----- SUPPLIED MATERIAL -----

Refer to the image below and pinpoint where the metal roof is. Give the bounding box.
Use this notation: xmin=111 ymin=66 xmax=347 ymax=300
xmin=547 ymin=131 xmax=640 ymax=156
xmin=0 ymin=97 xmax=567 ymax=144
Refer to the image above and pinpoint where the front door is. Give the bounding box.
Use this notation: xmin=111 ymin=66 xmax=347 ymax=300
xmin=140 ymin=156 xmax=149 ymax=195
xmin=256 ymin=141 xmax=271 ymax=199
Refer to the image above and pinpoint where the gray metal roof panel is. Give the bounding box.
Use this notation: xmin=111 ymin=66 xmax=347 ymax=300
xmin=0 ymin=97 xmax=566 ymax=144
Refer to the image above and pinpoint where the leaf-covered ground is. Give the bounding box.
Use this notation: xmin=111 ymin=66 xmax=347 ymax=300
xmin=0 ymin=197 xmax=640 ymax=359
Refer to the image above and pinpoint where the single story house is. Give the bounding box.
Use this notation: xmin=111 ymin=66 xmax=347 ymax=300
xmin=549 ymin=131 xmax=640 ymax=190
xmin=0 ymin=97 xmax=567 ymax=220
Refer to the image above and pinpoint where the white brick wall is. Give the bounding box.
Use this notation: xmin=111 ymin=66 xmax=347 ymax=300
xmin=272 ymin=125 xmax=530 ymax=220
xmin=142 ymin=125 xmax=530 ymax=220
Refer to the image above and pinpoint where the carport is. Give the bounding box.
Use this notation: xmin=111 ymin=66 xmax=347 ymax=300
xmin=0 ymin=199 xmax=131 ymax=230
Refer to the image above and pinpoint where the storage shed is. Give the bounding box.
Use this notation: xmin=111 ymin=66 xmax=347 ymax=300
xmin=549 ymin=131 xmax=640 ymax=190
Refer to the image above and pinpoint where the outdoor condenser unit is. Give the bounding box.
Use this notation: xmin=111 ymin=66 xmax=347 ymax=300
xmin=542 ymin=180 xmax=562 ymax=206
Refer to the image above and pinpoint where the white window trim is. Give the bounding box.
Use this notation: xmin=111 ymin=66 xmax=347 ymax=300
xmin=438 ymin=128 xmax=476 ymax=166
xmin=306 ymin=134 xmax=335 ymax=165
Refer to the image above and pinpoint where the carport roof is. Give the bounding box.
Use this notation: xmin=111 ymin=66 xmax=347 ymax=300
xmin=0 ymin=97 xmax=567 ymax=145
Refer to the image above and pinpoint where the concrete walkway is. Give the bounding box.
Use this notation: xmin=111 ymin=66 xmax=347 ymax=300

-----

* [AIM] Output every item above again, reproducing each line without any change.

* [EXERCISE RESPONSE]
Refer to the image below and pinpoint where the metal roof is. Give the bounding box.
Use this notation: xmin=111 ymin=66 xmax=347 ymax=300
xmin=547 ymin=131 xmax=640 ymax=156
xmin=0 ymin=97 xmax=567 ymax=144
Refer to the image above and pinpoint where the front door is. Give the bounding box.
Use this notation: xmin=111 ymin=66 xmax=347 ymax=300
xmin=140 ymin=156 xmax=149 ymax=195
xmin=256 ymin=141 xmax=271 ymax=199
Refer to the image above and pinpoint where the gray metal roof panel is. Give the bounding box.
Use this notation: xmin=111 ymin=66 xmax=347 ymax=300
xmin=0 ymin=97 xmax=566 ymax=144
Refer to the image above and pinpoint where the leaf-covered ground is. Give the bounding box.
Use this notation: xmin=111 ymin=66 xmax=347 ymax=300
xmin=0 ymin=197 xmax=640 ymax=359
Refer to the image above and pinpoint where the single story house is. Give the bounding box.
Use this notation: xmin=111 ymin=66 xmax=347 ymax=300
xmin=549 ymin=131 xmax=640 ymax=190
xmin=0 ymin=97 xmax=567 ymax=220
Refer to the image above and pinpoint where the white brick wall is. Give the bounding box.
Use this notation: xmin=111 ymin=66 xmax=347 ymax=300
xmin=272 ymin=125 xmax=530 ymax=220
xmin=142 ymin=125 xmax=530 ymax=220
Refer to the image above and pinpoint where the carport is. Give the bounding box.
Use this notation: xmin=111 ymin=66 xmax=347 ymax=300
xmin=0 ymin=199 xmax=131 ymax=230
Refer to the image above and pinpoint where the storage shed is. Give the bounding box.
Use this notation: xmin=111 ymin=66 xmax=347 ymax=300
xmin=549 ymin=131 xmax=640 ymax=190
Refer to the image above and pinpoint where the outdoor condenser unit is. Give the bounding box.
Use this notation: xmin=111 ymin=66 xmax=347 ymax=300
xmin=542 ymin=180 xmax=562 ymax=206
Refer to the image above and pinpoint where the white window trim is. Give the bounding box.
Use this notation: xmin=111 ymin=66 xmax=347 ymax=300
xmin=438 ymin=128 xmax=476 ymax=166
xmin=306 ymin=134 xmax=335 ymax=165
Refer to the image above and pinpoint where the carport roof is. Give the bounding box.
Use this notation: xmin=111 ymin=66 xmax=347 ymax=300
xmin=0 ymin=97 xmax=567 ymax=145
Refer to the image above and pinpoint where the concrete walkway is. Give the bounding box.
Use this notation: xmin=111 ymin=66 xmax=347 ymax=300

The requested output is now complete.